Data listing
★ ★ ★ ★

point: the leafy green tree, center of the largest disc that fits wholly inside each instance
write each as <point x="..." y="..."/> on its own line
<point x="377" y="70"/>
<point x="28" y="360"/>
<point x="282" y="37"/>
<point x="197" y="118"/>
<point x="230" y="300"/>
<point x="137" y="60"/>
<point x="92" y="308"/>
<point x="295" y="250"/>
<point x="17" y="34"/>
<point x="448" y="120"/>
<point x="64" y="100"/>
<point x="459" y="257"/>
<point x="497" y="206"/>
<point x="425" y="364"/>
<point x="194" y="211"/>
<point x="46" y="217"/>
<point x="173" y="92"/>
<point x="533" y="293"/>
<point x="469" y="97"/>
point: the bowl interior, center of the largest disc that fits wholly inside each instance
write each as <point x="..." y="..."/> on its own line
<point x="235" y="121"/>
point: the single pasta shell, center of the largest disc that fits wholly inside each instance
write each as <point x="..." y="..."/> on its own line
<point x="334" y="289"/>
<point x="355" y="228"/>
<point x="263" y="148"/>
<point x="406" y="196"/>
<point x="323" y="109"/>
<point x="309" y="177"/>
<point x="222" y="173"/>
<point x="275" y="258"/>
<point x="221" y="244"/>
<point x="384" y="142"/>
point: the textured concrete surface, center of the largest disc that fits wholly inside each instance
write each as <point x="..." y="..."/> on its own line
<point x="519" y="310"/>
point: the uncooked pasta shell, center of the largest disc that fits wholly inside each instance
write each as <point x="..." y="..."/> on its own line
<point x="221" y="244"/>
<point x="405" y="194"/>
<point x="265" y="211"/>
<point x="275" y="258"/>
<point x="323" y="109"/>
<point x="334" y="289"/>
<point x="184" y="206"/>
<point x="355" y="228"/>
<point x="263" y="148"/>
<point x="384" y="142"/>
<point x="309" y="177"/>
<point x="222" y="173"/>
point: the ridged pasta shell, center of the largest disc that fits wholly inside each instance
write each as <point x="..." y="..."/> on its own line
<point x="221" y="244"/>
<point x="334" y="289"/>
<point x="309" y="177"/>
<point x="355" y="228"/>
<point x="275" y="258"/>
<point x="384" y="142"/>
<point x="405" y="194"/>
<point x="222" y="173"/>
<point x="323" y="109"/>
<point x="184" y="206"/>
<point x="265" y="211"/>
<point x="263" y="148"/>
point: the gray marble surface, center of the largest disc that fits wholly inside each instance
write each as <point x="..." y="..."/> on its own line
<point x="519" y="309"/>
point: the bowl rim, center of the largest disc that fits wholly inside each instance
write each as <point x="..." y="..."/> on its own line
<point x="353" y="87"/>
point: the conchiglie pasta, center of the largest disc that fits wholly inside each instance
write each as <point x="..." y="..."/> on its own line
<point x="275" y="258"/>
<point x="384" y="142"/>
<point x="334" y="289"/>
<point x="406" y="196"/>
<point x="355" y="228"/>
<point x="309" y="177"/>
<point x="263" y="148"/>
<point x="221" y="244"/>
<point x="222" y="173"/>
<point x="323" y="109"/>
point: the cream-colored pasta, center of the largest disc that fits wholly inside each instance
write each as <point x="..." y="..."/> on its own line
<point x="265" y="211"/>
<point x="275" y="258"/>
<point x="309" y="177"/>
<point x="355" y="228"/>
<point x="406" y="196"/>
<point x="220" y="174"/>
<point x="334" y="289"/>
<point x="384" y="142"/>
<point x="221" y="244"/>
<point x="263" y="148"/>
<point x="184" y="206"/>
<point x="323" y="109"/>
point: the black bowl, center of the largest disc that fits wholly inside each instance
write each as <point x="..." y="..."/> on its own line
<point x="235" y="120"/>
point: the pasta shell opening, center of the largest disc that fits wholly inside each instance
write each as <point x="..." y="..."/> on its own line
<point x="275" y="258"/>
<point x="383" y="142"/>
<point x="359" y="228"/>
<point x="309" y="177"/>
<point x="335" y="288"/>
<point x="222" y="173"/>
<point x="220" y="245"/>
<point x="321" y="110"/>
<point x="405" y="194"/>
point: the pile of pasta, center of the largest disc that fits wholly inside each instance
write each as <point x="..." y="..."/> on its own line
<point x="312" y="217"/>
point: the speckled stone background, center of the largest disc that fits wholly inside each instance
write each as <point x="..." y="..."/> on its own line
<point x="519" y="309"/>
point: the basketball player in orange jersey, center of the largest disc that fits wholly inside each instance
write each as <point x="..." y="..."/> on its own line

★ ★ ★ ★

■ **EXERCISE**
Quote exactly and only the lines from the one holding "point: the pile" through the end of the data.

■ **FINAL ANSWER**
point: the pile of pasta, center of the largest disc that fits wholly inside each instance
write each as <point x="..." y="..."/> on its own line
<point x="312" y="217"/>
point: the speckled stone background, center of the largest disc that fits wholly inside each instance
write each as <point x="..." y="..."/> on its own line
<point x="519" y="309"/>
point: the basketball player in orange jersey, center of the largest disc that fits wholly inside each instance
write each as <point x="..." y="..."/> on its own line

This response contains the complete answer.